PROVIDED TEXT:
○ ○ ○ ○ ○ ○ ○

Line 59 in image-harvester.py reads as follows:

59: from sgmllib import SGMLParser
60: import urllib
70: from urlparse import urlparse, urljoin
71: import re
72: import os


Can anyone tell me what is wrong with this script and why it will not run?
It does not like the command "from", is there such a command in python?
Does this mean that python has the "import" command but not the "from"
command or do we not know this yet as it hangs right away when it hits the
very first word of the script, "from"? Maybe this is not a Linux script or
something? I wonder why it needs the x-server anyway, I tried running it
from an ssh term window and it had a fit about no x-server so now I am
doing this in a gnome term window. This looked so cool too. :(

Please be patient with me, I do not know python at all, I just want for
this script to work and if I see enough working examples of python, I may
just take up study on it, but for right now, I do not know the language.
Total newbie.

Thanks.

○ ○ ○ ○ ○ ○ ○

STORED DATA:
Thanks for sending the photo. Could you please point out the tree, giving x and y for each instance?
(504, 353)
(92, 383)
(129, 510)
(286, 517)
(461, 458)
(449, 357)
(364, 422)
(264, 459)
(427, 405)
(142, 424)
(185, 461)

○ ○ ○ ○ ○ ○ ○

REQUIREMENT:
Answer these about the forum post above, one line each:
(a) Which line number is shown next to "from sgmllib import SGMLParser"?
(b) In what kind of window did the poster first try to run the script, and what did it complain about?
(c) What kind of window is the poster using now?

ANSWER TO THE PROBLEM:
(a) Line 59.
(b) An ssh term window, where it complained that there was no x-server.
(c) A gnome term window.